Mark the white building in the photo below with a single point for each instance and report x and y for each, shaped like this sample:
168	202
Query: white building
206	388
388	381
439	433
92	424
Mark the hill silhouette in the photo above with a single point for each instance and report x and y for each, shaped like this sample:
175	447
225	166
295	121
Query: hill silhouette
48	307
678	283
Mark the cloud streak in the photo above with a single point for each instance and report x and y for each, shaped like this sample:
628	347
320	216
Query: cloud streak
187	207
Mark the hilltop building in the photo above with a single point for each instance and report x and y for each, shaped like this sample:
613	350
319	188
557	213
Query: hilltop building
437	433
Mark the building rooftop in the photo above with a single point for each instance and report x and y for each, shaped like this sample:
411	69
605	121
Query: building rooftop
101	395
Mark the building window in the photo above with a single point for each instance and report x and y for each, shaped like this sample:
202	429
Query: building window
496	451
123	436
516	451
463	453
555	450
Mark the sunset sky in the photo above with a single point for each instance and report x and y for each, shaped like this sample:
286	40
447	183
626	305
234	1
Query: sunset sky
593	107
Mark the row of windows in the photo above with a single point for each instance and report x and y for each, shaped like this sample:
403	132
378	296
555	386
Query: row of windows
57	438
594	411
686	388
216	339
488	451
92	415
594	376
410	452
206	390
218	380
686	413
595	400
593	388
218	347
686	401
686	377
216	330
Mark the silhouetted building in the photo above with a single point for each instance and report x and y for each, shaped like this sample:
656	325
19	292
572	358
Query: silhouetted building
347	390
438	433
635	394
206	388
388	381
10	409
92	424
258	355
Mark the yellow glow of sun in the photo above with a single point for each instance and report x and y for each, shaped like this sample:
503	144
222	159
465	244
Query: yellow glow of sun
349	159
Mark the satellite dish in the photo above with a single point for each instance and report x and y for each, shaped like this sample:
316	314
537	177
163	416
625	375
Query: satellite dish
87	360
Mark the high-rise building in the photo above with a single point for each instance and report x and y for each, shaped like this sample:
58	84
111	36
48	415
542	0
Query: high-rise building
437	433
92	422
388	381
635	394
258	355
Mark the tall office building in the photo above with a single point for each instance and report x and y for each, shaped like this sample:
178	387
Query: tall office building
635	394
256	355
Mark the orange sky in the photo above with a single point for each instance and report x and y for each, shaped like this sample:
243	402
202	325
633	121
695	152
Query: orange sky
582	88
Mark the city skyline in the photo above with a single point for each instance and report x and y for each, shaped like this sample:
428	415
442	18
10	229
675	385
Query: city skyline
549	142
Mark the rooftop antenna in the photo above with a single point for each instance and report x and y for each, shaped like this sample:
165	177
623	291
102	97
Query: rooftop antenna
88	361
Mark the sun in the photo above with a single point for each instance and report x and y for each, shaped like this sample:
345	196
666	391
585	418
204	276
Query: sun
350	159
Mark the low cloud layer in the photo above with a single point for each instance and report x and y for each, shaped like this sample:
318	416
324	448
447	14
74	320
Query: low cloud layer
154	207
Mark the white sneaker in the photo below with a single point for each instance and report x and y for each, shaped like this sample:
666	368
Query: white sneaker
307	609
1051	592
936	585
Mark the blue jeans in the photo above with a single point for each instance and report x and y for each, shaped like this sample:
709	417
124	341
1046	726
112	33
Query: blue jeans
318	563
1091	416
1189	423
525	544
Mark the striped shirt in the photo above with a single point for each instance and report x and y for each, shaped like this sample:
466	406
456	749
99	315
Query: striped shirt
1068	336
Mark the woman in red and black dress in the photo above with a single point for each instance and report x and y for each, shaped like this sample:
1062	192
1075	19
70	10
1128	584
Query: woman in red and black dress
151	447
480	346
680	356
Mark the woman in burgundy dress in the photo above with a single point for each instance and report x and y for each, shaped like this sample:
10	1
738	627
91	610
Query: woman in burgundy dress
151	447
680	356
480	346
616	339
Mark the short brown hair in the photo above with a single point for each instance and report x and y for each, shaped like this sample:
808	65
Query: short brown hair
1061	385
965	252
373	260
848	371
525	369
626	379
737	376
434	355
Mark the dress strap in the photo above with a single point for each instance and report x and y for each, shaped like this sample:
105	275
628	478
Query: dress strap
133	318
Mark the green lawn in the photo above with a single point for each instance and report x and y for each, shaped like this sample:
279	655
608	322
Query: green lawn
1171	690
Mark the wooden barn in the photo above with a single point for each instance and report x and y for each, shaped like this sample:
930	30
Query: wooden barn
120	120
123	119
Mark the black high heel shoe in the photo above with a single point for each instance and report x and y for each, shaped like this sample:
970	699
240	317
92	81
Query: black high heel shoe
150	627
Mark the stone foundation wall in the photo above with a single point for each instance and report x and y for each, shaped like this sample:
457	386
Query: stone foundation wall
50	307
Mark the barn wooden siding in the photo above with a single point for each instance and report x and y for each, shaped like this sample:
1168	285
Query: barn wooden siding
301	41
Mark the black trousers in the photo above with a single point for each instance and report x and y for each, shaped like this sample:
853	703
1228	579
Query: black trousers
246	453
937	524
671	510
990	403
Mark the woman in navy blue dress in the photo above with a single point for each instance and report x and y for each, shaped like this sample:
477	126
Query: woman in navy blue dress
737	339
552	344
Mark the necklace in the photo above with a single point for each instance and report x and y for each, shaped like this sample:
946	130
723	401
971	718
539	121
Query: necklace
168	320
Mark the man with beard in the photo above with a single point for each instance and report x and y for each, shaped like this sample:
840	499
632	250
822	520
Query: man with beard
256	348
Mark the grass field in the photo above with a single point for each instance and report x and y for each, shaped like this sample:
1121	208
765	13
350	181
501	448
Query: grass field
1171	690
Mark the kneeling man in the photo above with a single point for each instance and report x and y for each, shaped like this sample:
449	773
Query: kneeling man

·····

Activity :: How many lines in the entries contain the string "below"? Answer with the number only.

Output of the exercise :: 2